Entries from a dataset:

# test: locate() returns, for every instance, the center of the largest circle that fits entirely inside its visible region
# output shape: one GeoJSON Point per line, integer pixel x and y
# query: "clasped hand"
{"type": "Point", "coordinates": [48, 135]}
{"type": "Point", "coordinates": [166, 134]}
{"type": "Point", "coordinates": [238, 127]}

GIVEN INSTRUCTION:
Please rewrite the entries above, changing "visible region" to "unoccluded area" and leaving everything else the same.

SOLUTION:
# test: locate() returns, for every instance, the center of the largest circle that fits entirely inside its unoccluded area
# output shape: one GeoJSON Point per line, integer pixel x and y
# query: "clasped hand"
{"type": "Point", "coordinates": [48, 135]}
{"type": "Point", "coordinates": [166, 134]}
{"type": "Point", "coordinates": [238, 127]}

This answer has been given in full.